SEITENAUSZUG |
Wenn du willst, schau auch mal in meine Doku. (BTW, Bau ist noch nicht fertig)
LG Michael


----------



## trampelkraut (29. Aug. 2016)

Hallo denkem,

Ich habe meinem Schwimmteich nach Naturagart gebaut, er ist 20,5 m lang und die breiteste Stelle beträgt 11m. Ich habe zusätzlich einen seperaten Filtergraben mit Wasserpflanzen zur Teichklärung, und die Folie ist vermörtelt. Sämtliche Ufer sind abgestuft und schräg.

Hier ein paar Bilder der Bauphase.
       

Bis auf die Baggerarbeiten  wurde der Teich in Eigenleistung erstellt. Die Baukosten betrugen dennoch ca.15k Euro


----------



## buzzi (30. Aug. 2016)

Hallo,

ich denke, es kommt immer darauf an, was man haben will. Ich habe meinen Teich auch mit Minibudget gebaut. Ohne Mauern, mein Untergrund ist Lehm  da waren sogar 90° Wände drin. Da rutscht nix. Bei reinem Sand würde ich das allerdings nicht machen. Ich habe EPDM Folie verlegt und am Grund noch eine billige sandfarbene Folie drüber fixiert, damit es nicht so nach schwarzem Loch aussieht. Das "Planschbecken und der Einstieg ist mit Vlies auf der Folie vermörtelt und etwas 2/8 Kies bestreut. Das hält jetzt die 8. Saison und sicher noch ein paar weitere. Da hat sich nicht viel verändert. Auch Filtergedöns habe ich nur wenig, einen Skimmer mit Solarpumpe betrieben. Dafür muss ich 2-3 mal im Jahr den Boden absaugen. Aber wenn mann den Schmodder vorher mit einem langen Besen etwas zusammenkehrt, ist das eine Sache von einer halben Stunde. Bei einem größeren Teich würde ich evtl. dann doch einen Bodenablauf einplanen, den man zwischendurch mal aktivieren kann. Und zum Thema Größe: mein Schwimmbereich ist etwa 5x5,5m, aber mit meiner "Schwimmstrippe" kann ich stundenlang auf der Stelle schwimmen 
Kosten waren übrigens etwa 3500,- Euro, die größten Brocken: Folie 1300,- , Aushub 800,- , Brücke und Pflanzen je etwa 500,- Euronen. Vor allem bei den Pflanzen nicht sparen damit der Teich schnell ins Gleichgewicht kommt.

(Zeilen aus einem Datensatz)
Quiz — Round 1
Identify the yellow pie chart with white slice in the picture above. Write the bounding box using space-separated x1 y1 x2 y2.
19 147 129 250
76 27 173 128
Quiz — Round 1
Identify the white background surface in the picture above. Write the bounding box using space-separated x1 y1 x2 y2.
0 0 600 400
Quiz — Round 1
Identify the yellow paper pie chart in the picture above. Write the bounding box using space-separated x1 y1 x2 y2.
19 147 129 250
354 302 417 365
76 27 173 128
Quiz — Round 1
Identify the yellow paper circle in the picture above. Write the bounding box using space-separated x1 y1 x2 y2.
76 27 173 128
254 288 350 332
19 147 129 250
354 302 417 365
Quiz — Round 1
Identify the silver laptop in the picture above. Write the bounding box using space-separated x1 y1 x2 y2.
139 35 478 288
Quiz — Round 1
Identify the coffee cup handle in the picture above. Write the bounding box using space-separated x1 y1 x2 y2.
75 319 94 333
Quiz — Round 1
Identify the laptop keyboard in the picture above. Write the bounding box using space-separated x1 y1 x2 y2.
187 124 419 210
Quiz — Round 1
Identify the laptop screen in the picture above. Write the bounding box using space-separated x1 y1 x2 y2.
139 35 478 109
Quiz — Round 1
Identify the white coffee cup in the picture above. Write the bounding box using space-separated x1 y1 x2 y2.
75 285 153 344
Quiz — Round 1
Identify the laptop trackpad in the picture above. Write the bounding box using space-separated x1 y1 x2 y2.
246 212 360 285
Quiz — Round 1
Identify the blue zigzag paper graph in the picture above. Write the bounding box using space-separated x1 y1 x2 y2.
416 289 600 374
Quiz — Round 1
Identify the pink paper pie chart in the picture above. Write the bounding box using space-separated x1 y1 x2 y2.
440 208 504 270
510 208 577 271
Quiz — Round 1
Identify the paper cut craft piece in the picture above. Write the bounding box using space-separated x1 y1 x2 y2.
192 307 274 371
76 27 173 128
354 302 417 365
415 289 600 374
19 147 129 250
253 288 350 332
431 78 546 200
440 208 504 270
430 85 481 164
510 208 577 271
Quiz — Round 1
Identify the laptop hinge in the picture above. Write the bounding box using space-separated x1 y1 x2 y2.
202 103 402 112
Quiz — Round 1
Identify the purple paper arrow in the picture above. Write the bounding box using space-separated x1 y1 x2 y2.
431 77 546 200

AUFGABENSTELLUNG A |
In wie vielen der Datenzeilen oben kommt die Zeichenfolge "chart" vor? Gib nur die Anzahl an.
AUFGABENSTELLUNG B |
Führe den Forumsauszug zum Schwimmteichbau im Anschluss an seinen letzten Satz weiter.

ÜBUNGSERGEBNIS A |
3

ÜBUNGSERGEBNIS B |
Gruß
Sven


----------



## troll20 (30. Aug. 2016)

Na Sven da siehst wo du noch sparen könntest.  Pflanzen gibt es hier gerade zu Hauff und Aushub von Hand 
Aber im Ernst, genau so hab ich 2004 auch gebaut, sch.... Lehmboden. Erst klebt er am Spaten und wenn er durchgetrocknet ist geht es nur noch mit Spitzhacke und Handfeger weiter. 
Selbst die Filterung ist aus 2ter Hand aber sie Funktioniert. 
Nur die Entscheidung was man wie machen will und wer es dann ausführt musst du selber treffen


----------



## efrainhowe (4. Jan. 2017)

trampelkraut das sieht unglaublich gut aus! Wie kostspielig war das ganze nach der Fertigstellung?  Wirklich schön!


----------



## teichinteressent (4. Jan. 2017)

> Wie kostspielig war das ganze nach der Fertigstellung?



Dann lies den Beitrag nochmal!


----------



## troll20 (4. Jan. 2017)

efrainhowe schrieb:


> trampelkraut das sieht unglaublich gut aus! Wie kostspielig war das ganze nach der Fertigstellung?  Wirklich schön!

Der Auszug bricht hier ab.